(Записи, выбранные из собрания)
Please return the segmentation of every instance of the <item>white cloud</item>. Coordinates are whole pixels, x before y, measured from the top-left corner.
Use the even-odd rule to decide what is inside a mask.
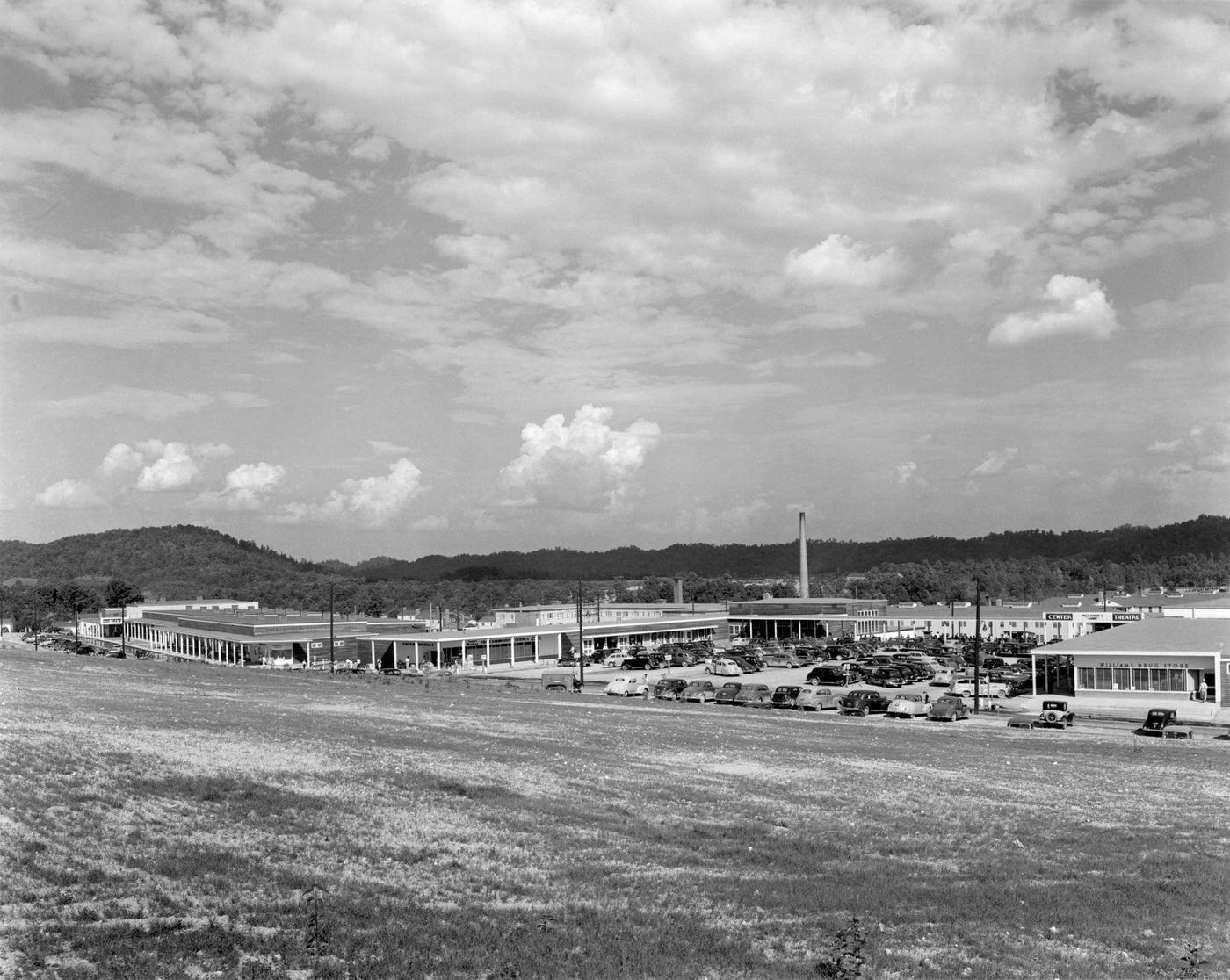
[[[284,466],[245,462],[226,473],[226,484],[221,491],[207,491],[192,505],[205,510],[260,510],[285,476]]]
[[[995,476],[996,473],[1002,473],[1004,467],[1006,467],[1020,454],[1021,450],[1018,450],[1016,446],[1009,446],[1007,449],[996,449],[993,452],[988,452],[986,459],[984,459],[973,470],[970,470],[969,475]]]
[[[351,156],[367,160],[370,164],[384,164],[392,149],[384,136],[365,136],[351,146]]]
[[[870,255],[867,246],[845,235],[829,235],[819,245],[786,257],[786,275],[815,285],[879,285],[897,274],[897,253]]]
[[[1014,314],[986,337],[989,346],[1015,347],[1063,334],[1106,341],[1119,328],[1101,283],[1079,275],[1052,275],[1046,301],[1034,314]]]
[[[86,510],[103,507],[100,493],[84,480],[60,480],[34,496],[38,507],[59,510]]]
[[[353,523],[364,528],[384,528],[419,492],[422,473],[407,459],[389,467],[387,476],[347,480],[320,504],[292,503],[283,508],[279,520],[300,523]]]
[[[633,491],[661,428],[637,419],[613,429],[613,408],[584,405],[571,422],[555,414],[522,429],[522,452],[501,471],[506,503],[558,510],[609,510]]]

◆ **ПОСТАНОВКА ЗАДАЧИ**: Выпишите из записей все строки слово в слово, ничего не меняя. Отметки о картинках в ответ не включайте.

◆ **РЕЗУЛЬТАТ ЗАДАНИЯ**:
Please return the segmentation of every instance of the <item>white cloud</item>. Coordinates are whole pixels, x before y, measured from the top-left corner.
Use the even-odd rule to decide what is inside a mask.
[[[284,466],[245,462],[226,473],[226,484],[221,491],[207,491],[192,505],[205,510],[260,510],[285,476]]]
[[[995,476],[996,473],[1002,473],[1004,467],[1006,467],[1020,454],[1021,450],[1018,450],[1016,446],[1009,446],[1007,449],[996,449],[993,452],[988,452],[986,459],[984,459],[973,470],[970,470],[969,475]]]
[[[351,156],[367,160],[370,164],[384,164],[392,149],[384,136],[365,136],[351,146]]]
[[[870,255],[867,246],[845,235],[829,235],[819,245],[786,257],[786,275],[815,285],[879,285],[897,274],[897,253]]]
[[[1014,314],[986,337],[989,346],[1015,347],[1063,334],[1106,341],[1119,328],[1101,283],[1079,275],[1052,275],[1046,301],[1034,314]]]
[[[86,510],[103,507],[100,493],[84,480],[60,480],[34,496],[38,507],[59,510]]]
[[[353,523],[364,528],[384,528],[419,492],[422,473],[407,459],[389,467],[387,476],[347,480],[320,504],[292,503],[283,508],[279,520],[300,523]]]
[[[633,491],[661,428],[637,419],[613,429],[613,408],[584,405],[571,422],[555,414],[522,429],[522,452],[501,471],[506,503],[558,510],[609,510]]]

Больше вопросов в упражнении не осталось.